Convert the lines below into a Markdown table with the columns Row and Line, numbering each row and omitting blank lines.

──────── Exercise materials

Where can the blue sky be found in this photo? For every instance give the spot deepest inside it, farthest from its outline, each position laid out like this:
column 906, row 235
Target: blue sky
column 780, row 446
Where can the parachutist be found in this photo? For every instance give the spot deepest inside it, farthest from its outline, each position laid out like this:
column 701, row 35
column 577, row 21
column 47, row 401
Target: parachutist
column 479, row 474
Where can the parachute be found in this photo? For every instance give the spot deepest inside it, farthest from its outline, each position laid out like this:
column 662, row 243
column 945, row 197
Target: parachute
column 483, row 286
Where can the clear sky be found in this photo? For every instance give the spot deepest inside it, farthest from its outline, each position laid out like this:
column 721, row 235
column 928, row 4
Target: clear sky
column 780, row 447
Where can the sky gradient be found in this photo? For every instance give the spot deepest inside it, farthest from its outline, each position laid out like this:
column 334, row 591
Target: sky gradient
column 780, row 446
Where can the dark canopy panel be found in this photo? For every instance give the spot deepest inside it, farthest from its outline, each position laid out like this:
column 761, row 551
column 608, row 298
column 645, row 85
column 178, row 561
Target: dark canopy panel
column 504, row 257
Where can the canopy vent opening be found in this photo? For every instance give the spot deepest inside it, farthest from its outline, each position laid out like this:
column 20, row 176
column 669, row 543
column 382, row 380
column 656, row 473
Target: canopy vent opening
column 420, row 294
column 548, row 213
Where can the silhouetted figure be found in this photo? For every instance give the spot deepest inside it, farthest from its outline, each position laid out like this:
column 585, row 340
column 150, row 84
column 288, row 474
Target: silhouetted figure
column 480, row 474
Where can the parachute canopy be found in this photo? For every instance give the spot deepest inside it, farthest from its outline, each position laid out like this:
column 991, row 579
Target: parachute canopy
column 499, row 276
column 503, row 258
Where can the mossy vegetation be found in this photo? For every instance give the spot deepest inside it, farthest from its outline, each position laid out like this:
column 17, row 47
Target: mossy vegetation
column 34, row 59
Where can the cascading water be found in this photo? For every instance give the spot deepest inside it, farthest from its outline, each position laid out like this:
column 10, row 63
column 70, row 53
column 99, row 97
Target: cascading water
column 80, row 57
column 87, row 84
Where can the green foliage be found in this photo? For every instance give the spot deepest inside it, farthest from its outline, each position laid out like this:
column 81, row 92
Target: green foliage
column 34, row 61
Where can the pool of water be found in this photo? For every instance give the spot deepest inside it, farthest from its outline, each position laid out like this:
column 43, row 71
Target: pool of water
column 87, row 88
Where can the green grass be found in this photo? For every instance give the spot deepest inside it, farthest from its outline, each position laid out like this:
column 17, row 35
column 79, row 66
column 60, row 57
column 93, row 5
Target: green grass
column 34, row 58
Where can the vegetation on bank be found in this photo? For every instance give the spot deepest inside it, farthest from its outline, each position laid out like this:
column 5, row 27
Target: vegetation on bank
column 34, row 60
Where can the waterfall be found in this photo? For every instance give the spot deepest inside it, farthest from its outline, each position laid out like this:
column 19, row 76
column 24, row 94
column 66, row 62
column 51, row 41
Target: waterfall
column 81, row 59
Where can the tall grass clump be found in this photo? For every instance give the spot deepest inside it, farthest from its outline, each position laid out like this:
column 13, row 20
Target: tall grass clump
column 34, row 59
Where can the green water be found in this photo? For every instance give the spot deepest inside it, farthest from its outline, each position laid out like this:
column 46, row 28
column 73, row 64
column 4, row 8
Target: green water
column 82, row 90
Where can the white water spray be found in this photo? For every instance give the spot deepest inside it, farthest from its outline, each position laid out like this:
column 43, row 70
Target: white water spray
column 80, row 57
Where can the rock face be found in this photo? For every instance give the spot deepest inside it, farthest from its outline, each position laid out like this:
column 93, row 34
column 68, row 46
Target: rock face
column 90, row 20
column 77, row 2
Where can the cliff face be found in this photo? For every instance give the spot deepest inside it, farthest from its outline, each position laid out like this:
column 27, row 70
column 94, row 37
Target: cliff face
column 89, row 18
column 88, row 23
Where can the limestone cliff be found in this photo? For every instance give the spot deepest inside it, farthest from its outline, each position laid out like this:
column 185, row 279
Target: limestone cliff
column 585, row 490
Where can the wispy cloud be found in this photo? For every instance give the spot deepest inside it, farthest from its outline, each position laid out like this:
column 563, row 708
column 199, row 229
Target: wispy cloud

────────────────

Answer in full -
| Row | Line |
|---|---|
| 1 | Where can the blue sky be found in this photo? For every instance give the spot deepest inside it, farthest from its outline, each position laid out like this: |
| 2 | column 906, row 235 |
| 3 | Target: blue sky |
| 4 | column 780, row 446 |
| 5 | Where can the parachutist be found in this photo? For every instance give the spot deepest inside it, farthest from its outline, each position laid out like this: |
| 6 | column 701, row 35 |
| 7 | column 577, row 21 |
| 8 | column 47, row 401 |
| 9 | Target: parachutist |
| 10 | column 479, row 474 |
| 11 | Where can the parachute be found in this photo? For every instance give the spot deepest inside it, farthest from its outline, each position laid out like this: |
| 12 | column 662, row 243 |
| 13 | column 945, row 197 |
| 14 | Target: parachute |
| 15 | column 483, row 286 |
| 16 | Where can the clear sky be found in this photo? For every instance give the spot deepest inside it, farthest from its outline, each position laid out like this: |
| 17 | column 721, row 235 |
| 18 | column 928, row 4 |
| 19 | Target: clear sky |
| 20 | column 780, row 447 |
| 21 | Where can the sky gradient be found in this photo? For every instance give the spot deepest inside it, farthest from its outline, each position laid out like this: |
| 22 | column 334, row 591 |
| 23 | Target: sky gradient |
| 24 | column 780, row 446 |
| 25 | Where can the dark canopy panel be found in this photo? For every instance give the spot deepest inside it, farthest from its outline, each position laid out like this: |
| 26 | column 761, row 551 |
| 27 | column 608, row 298 |
| 28 | column 645, row 85 |
| 29 | column 178, row 561 |
| 30 | Target: dark canopy panel |
| 31 | column 504, row 257 |
| 32 | Where can the canopy vent opening be found in this photo? For every instance give the spot deepest inside it, farthest from its outline, each position laid out like this: |
| 33 | column 20, row 176 |
| 34 | column 669, row 543 |
| 35 | column 382, row 380 |
| 36 | column 656, row 473 |
| 37 | Target: canopy vent opening |
| 38 | column 420, row 294 |
| 39 | column 548, row 213 |
| 40 | Where can the silhouetted figure be found in this photo? For every instance give the spot deepest inside it, farthest from its outline, each position laid out like this: |
| 41 | column 585, row 340 |
| 42 | column 150, row 84 |
| 43 | column 288, row 474 |
| 44 | Target: silhouetted figure |
| 45 | column 480, row 474 |
| 46 | Where can the parachute canopy be found in this photo? For every instance give the spot deepest inside it, farthest from its outline, each position laid out like this: |
| 47 | column 991, row 579 |
| 48 | Target: parachute canopy |
| 49 | column 499, row 276 |
| 50 | column 503, row 258 |
| 51 | Where can the mossy vegetation be found in this photo? For every instance give the spot deepest inside it, farthest from its outline, each position laid out like this: |
| 52 | column 17, row 47 |
| 53 | Target: mossy vegetation |
| 54 | column 34, row 59 |
| 55 | Where can the cascading water be found in this photo? For every instance give the spot deepest inside it, farthest from its outline, each position laid out like this: |
| 56 | column 10, row 63 |
| 57 | column 70, row 53 |
| 58 | column 99, row 97 |
| 59 | Target: cascading water |
| 60 | column 80, row 57 |
| 61 | column 87, row 84 |
| 62 | Where can the green foliage be found in this photo? For every instance give the spot deepest inside it, farthest from its outline, each position laid out like this: |
| 63 | column 81, row 92 |
| 64 | Target: green foliage |
| 65 | column 34, row 61 |
| 66 | Where can the pool of water be found in this photo? For every instance give the spot deepest inside it, farthest from its outline, each position laid out like this: |
| 67 | column 43, row 71 |
| 68 | Target: pool of water |
| 69 | column 87, row 88 |
| 70 | Where can the green grass be found in this photo? For every instance give the spot deepest inside it, farthest from its outline, each position laid out like this: |
| 71 | column 17, row 35 |
| 72 | column 79, row 66 |
| 73 | column 60, row 57 |
| 74 | column 93, row 5 |
| 75 | Target: green grass |
| 76 | column 34, row 58 |
| 77 | Where can the vegetation on bank be found in this photo? For every instance give the spot deepest inside it, farthest from its outline, each position laid out like this: |
| 78 | column 5, row 27 |
| 79 | Target: vegetation on bank |
| 80 | column 34, row 60 |
| 81 | Where can the waterfall be found in this photo? For every instance give the spot deepest inside it, farthest from its outline, each position laid out like this: |
| 82 | column 19, row 76 |
| 83 | column 24, row 94 |
| 84 | column 66, row 62 |
| 85 | column 51, row 41 |
| 86 | Target: waterfall |
| 87 | column 81, row 59 |
| 88 | Where can the tall grass clump be found in this photo? For every instance give the spot deepest inside it, farthest from its outline, each position laid out like this: |
| 89 | column 13, row 20 |
| 90 | Target: tall grass clump |
| 91 | column 34, row 59 |
| 92 | Where can the green water be found in this photo? For every instance give the spot deepest inside it, farthest from its outline, each position laid out like this: |
| 93 | column 46, row 28 |
| 94 | column 73, row 64 |
| 95 | column 4, row 8 |
| 96 | Target: green water |
| 97 | column 82, row 90 |
| 98 | Where can the white water spray be found in this photo? For every instance give the spot deepest inside it, farthest from its outline, each position laid out like this: |
| 99 | column 43, row 70 |
| 100 | Target: white water spray |
| 101 | column 80, row 57 |
| 102 | Where can the rock face be found in this photo? For every instance give the spot deepest inside it, farthest from its outline, each position laid out like this: |
| 103 | column 93, row 34 |
| 104 | column 68, row 46 |
| 105 | Target: rock face |
| 106 | column 90, row 20 |
| 107 | column 77, row 2 |
| 108 | Where can the cliff face be found in this photo? For every instance give the spot deepest inside it, farthest from its outline, each position laid out like this: |
| 109 | column 27, row 70 |
| 110 | column 94, row 37 |
| 111 | Target: cliff face |
| 112 | column 89, row 18 |
| 113 | column 88, row 23 |
| 114 | Where can the limestone cliff be found in this photo? For every instance give the spot deepest inside it, farthest from its outline, each position laid out like this: |
| 115 | column 185, row 279 |
| 116 | Target: limestone cliff |
| 117 | column 585, row 490 |
| 118 | Where can the wispy cloud be found in this photo? For every instance give the spot deepest inside it, farthest from its outline, each position laid out like this: |
| 119 | column 563, row 708 |
| 120 | column 199, row 229 |
| 121 | Target: wispy cloud |